A run of records:
|---|
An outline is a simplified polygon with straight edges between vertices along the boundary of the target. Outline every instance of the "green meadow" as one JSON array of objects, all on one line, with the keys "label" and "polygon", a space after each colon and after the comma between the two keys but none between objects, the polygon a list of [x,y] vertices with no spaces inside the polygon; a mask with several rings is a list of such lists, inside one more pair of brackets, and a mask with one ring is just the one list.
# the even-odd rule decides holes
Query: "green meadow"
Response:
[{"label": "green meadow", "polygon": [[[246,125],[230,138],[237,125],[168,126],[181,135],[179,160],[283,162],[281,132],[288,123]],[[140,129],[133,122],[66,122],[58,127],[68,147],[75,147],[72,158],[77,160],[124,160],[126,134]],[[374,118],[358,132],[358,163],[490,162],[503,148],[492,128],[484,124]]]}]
|---|
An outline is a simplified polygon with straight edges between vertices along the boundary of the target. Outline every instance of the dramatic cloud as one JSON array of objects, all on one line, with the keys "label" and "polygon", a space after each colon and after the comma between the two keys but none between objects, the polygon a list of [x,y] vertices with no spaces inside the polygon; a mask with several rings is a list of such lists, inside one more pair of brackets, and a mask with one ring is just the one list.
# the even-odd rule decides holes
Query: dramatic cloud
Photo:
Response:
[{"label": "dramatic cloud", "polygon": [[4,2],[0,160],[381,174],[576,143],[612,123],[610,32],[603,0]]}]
|---|
* WRITTEN EXERCISE *
Extract every line of the listing above that contains the string "each", copying those lines unchanged.

* ANSWER TO THIS EXERCISE *
An outline is a simplified polygon with straight edges between vertices along the boundary of the target. Outline every instance of the "green meadow" as one JSON array of objects, all on one line, with the keys "label" and "polygon", a space after each colon and after the comma between the two keys but none between objects, the polygon a list of [x,y] vertices with no spaces inside the polygon; a mask with several rings is a list of such lists, inside one more pair of brackets, and a mask with one ring is just the one list.
An outline is a simplified polygon with straight edges between vertices along the boundary of the target. Outline every instance of the dramatic cloud as one JSON array of objects, all on one line, with the keys "label" and "polygon", a space after each colon and after the comma between the two keys but none between objects, the polygon a list of [x,y] vertices with no spaces inside the polygon; a mask with several rings is a list of such lists, inside one more pair of brackets, and a mask with one ring is just the one list.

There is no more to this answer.